= WHAT TO DO =
In the records below, give everything from the line containing "# draw the outline of every instance of the red" down to the line containing "83), (214, 91)]", both ends included, as a Markdown table with the columns Row and Line. Number each line and leave out blank lines.

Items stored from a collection
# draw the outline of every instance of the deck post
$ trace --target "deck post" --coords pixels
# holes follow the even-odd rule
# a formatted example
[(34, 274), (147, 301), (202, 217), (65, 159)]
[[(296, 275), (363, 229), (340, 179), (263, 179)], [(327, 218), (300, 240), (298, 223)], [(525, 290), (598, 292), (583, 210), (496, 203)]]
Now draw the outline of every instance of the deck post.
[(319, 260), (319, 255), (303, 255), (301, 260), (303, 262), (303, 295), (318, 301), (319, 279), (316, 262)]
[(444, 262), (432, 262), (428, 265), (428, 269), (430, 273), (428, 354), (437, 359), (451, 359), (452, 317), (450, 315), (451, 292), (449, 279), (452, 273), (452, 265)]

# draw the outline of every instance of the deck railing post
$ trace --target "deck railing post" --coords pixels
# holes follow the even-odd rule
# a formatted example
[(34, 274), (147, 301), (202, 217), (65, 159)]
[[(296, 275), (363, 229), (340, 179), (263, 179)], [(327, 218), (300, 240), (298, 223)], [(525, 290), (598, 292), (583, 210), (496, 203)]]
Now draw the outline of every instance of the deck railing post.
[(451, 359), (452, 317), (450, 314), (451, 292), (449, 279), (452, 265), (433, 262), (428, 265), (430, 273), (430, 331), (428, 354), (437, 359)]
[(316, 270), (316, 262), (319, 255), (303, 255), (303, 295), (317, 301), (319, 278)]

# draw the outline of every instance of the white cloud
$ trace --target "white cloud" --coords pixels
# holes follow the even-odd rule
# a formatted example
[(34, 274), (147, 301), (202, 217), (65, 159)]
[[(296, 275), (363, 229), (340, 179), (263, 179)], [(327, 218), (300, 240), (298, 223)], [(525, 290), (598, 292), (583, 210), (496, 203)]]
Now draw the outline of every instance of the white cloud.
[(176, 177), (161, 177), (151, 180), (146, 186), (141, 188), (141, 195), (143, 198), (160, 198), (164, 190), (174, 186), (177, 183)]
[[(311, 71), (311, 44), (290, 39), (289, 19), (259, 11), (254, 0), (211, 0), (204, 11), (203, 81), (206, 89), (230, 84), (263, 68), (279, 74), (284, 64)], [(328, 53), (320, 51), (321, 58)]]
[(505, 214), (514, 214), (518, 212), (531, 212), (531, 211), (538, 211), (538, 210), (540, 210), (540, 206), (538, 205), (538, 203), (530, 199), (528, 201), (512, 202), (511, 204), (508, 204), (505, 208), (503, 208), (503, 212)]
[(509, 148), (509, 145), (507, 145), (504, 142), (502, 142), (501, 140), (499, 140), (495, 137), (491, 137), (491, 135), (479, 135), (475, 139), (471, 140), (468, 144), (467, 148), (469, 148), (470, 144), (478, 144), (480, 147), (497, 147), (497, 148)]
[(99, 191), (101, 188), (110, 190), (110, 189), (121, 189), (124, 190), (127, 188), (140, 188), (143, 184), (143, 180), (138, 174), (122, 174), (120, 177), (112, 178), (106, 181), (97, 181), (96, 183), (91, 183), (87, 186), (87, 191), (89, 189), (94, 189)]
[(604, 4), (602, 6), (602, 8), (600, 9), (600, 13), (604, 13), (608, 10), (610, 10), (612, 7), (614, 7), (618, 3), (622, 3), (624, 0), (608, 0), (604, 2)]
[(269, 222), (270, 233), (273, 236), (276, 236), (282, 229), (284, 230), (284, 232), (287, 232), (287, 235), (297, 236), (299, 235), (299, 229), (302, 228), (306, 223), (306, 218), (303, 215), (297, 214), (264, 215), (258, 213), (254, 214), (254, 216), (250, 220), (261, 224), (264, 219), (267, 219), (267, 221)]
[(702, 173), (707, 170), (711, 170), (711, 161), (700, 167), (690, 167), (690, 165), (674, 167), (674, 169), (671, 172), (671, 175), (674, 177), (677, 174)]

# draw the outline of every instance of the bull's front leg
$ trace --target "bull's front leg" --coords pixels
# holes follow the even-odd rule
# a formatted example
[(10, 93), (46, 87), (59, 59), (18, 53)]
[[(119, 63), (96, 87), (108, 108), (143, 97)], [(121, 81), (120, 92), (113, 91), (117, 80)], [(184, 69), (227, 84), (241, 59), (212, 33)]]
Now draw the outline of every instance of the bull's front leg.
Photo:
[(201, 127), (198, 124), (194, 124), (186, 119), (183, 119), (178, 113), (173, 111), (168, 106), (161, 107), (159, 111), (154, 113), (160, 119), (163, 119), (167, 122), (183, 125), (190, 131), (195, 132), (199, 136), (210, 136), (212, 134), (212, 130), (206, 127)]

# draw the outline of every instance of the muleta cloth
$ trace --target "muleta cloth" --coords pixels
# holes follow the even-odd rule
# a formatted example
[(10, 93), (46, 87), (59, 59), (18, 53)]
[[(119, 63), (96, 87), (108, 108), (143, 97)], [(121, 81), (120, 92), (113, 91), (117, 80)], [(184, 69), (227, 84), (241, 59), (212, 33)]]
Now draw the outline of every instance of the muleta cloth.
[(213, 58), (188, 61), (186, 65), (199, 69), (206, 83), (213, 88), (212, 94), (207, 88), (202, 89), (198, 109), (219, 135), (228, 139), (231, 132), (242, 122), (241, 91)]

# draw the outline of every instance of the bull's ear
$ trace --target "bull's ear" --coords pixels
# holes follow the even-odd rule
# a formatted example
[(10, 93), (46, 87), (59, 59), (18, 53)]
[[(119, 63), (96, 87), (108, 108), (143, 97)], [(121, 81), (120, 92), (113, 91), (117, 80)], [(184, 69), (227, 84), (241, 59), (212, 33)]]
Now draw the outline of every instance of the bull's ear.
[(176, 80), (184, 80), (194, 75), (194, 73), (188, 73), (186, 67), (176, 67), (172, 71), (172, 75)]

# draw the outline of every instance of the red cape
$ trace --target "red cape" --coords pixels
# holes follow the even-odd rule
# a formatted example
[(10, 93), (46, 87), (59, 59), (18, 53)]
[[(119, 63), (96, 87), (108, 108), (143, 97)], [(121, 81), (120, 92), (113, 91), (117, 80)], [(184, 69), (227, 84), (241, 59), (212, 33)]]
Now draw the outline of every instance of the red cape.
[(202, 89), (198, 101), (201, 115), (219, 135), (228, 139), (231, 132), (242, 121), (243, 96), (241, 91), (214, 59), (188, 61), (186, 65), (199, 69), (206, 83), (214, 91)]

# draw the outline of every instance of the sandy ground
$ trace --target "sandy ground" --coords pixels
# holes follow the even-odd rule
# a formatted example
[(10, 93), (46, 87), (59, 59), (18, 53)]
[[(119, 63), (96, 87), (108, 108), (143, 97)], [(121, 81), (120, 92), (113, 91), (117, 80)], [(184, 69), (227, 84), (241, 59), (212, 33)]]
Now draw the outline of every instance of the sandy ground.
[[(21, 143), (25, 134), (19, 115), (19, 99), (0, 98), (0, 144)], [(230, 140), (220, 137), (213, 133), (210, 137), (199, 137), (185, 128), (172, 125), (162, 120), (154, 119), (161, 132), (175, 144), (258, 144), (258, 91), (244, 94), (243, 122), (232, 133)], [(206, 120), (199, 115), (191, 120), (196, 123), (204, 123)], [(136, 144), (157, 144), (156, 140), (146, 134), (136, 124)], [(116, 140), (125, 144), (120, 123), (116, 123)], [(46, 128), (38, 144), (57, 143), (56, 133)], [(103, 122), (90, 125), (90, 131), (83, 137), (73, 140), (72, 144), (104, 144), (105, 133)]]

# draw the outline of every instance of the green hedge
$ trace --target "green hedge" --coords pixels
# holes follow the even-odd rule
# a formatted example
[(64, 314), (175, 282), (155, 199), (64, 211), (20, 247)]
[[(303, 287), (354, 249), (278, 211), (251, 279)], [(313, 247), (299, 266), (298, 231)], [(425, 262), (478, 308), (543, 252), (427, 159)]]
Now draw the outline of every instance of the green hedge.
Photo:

= WRITTEN REPLY =
| Row | Line |
|---|---|
| 1 | # draw the outline of every instance of the red cape |
| 2 | $ trace --target "red cape" --coords pixels |
| 3 | # holes follow the even-odd rule |
| 4 | # a formatted example |
| 5 | [(10, 93), (46, 87), (59, 59), (18, 53)] |
| 6 | [[(119, 63), (96, 87), (108, 108), (143, 97)], [(121, 81), (120, 92), (113, 91), (117, 80)], [(184, 69), (227, 84), (241, 59), (212, 33)]] |
| 7 | Now draw the outline of every instance of the red cape. |
| 8 | [(202, 89), (198, 101), (201, 115), (219, 135), (228, 139), (231, 132), (242, 121), (243, 96), (241, 91), (214, 59), (188, 61), (186, 65), (199, 69), (206, 83), (214, 91)] |